* _Your instructions_
Render the lines of the listing below as a JSON list of strings, one string per line with blank lines omitted, starting at the line that contains "Point to the spectator wearing blue" and ending at the line that contains "<point>232,308</point>", both included.

* _Given data_
[Start]
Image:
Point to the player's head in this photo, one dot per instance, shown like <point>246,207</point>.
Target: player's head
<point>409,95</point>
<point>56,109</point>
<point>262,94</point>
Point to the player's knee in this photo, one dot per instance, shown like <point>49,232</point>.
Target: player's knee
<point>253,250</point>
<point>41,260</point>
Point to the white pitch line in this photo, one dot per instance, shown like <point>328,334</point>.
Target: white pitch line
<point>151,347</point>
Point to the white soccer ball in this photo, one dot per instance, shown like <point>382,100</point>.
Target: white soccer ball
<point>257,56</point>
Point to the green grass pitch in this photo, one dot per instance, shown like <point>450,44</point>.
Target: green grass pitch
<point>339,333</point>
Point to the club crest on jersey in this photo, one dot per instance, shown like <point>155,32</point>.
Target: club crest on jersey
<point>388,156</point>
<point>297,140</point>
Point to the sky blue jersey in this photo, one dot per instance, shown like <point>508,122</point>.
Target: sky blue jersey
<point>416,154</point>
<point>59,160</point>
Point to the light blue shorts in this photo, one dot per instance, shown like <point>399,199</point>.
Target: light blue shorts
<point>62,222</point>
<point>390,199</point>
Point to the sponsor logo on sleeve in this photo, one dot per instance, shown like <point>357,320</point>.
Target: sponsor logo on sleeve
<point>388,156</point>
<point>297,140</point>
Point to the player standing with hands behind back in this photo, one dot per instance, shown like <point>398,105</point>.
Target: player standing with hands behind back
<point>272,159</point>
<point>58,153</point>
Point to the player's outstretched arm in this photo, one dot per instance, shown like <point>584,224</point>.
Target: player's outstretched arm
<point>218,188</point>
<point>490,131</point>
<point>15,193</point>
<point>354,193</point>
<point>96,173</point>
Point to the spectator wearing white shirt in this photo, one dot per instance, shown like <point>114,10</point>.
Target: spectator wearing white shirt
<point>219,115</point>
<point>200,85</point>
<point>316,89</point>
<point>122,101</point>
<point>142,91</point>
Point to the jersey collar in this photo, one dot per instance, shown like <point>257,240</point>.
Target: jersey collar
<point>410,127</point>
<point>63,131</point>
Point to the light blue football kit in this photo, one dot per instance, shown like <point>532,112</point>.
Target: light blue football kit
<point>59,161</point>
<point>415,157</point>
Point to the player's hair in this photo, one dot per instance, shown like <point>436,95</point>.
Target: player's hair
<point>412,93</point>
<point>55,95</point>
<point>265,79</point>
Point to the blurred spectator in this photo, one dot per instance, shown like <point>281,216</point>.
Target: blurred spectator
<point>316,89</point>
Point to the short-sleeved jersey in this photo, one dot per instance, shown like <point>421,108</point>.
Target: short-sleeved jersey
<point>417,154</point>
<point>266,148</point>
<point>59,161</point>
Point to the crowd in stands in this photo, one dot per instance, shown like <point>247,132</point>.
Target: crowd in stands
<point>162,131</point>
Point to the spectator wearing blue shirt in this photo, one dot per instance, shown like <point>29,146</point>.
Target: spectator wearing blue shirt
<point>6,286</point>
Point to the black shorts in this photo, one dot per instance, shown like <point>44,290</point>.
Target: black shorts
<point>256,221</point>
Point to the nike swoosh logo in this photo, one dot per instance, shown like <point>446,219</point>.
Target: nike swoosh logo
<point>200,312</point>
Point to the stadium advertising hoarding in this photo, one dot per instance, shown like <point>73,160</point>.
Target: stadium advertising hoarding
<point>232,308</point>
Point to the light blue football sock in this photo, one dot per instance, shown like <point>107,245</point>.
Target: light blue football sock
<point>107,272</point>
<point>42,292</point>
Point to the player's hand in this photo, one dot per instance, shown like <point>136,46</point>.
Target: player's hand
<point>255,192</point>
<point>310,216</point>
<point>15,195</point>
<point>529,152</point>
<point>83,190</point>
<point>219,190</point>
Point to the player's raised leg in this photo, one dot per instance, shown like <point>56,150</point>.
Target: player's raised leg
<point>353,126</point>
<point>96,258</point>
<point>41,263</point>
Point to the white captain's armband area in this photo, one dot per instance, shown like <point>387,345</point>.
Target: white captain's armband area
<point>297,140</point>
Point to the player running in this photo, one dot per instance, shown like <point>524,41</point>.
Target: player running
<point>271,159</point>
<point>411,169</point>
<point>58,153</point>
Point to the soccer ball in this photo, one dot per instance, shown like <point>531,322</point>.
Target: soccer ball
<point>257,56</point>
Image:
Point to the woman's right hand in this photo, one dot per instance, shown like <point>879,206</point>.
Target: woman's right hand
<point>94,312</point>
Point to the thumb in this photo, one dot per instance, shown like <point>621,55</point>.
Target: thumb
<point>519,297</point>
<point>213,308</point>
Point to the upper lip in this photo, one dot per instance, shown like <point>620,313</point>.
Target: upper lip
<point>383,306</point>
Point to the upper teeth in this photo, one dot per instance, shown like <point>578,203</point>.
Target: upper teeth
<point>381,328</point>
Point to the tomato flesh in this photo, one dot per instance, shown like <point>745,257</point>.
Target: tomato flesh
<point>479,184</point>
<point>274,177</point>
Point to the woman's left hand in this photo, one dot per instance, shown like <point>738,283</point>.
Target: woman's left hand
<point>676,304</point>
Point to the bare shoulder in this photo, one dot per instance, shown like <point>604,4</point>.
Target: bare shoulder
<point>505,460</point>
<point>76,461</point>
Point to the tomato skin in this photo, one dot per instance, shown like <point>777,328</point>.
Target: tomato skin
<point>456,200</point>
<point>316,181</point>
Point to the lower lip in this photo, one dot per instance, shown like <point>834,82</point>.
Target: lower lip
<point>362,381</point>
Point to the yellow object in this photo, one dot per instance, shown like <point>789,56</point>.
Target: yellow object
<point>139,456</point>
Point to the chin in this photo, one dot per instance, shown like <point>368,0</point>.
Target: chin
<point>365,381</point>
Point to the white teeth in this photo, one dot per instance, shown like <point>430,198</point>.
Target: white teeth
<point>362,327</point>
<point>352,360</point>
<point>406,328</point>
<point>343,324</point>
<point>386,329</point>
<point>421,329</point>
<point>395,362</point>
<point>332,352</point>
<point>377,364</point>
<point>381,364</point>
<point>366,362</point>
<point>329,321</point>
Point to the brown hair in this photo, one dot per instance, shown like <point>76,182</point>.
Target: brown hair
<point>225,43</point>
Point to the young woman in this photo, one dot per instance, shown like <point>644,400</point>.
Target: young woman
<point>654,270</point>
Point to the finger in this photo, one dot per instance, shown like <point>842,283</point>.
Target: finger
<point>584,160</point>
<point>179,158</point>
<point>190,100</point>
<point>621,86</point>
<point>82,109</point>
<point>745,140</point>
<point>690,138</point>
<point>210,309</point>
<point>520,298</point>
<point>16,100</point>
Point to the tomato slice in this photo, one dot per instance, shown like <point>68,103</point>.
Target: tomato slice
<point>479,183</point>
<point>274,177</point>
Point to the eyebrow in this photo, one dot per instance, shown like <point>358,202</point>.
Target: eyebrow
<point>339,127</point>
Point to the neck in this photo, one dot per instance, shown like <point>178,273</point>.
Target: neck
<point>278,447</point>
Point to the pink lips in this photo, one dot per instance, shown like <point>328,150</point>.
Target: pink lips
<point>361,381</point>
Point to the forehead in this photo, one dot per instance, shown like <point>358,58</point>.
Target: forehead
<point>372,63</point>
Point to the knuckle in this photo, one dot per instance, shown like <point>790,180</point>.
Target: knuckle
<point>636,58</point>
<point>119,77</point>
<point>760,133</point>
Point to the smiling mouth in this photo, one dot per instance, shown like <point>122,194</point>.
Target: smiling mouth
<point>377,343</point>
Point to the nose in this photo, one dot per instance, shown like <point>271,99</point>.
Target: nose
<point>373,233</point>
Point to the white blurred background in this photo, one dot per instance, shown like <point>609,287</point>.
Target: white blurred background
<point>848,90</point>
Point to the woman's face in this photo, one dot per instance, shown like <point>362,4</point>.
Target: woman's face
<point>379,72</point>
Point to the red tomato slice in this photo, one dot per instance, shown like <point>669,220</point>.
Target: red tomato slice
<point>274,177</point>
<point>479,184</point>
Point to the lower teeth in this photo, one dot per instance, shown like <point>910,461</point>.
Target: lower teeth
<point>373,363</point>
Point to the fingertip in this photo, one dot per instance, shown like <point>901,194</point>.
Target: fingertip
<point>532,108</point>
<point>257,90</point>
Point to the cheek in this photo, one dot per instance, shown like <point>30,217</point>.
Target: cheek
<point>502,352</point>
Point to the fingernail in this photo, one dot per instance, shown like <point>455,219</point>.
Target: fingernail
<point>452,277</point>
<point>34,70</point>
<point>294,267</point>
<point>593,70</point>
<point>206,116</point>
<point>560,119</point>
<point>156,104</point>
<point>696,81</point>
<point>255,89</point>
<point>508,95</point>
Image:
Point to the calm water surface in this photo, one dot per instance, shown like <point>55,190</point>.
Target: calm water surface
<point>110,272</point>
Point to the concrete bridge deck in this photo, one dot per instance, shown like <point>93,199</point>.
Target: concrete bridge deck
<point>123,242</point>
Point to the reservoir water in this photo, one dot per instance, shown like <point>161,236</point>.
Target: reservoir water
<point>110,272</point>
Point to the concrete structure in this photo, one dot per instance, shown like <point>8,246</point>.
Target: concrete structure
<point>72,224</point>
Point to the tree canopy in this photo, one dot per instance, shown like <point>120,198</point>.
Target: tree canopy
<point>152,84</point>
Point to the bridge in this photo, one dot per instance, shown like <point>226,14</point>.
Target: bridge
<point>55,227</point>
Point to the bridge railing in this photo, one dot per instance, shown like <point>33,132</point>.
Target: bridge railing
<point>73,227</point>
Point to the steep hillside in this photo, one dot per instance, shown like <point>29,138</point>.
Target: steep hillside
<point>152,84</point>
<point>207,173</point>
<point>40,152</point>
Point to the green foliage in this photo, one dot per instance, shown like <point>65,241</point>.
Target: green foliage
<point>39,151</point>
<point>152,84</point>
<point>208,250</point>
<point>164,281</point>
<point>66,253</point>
[End]
* _Solution to the exercise_
[
  "Point to the spectator wearing blue shirt in this photo, one dot per instance, shown like <point>29,146</point>.",
  "Target: spectator wearing blue shirt",
  "<point>6,286</point>",
  "Point to the black shorts in this photo, one dot per instance, shown like <point>44,290</point>.",
  "Target: black shorts",
  "<point>256,221</point>",
  "Point to the nike swoosh logo in this photo, one dot per instance, shown like <point>446,219</point>.",
  "Target: nike swoosh logo",
  "<point>200,312</point>",
  "Point to the stadium advertising hoarding in this photo, one dot per instance, shown like <point>73,160</point>.",
  "Target: stadium advertising hoarding",
  "<point>232,308</point>"
]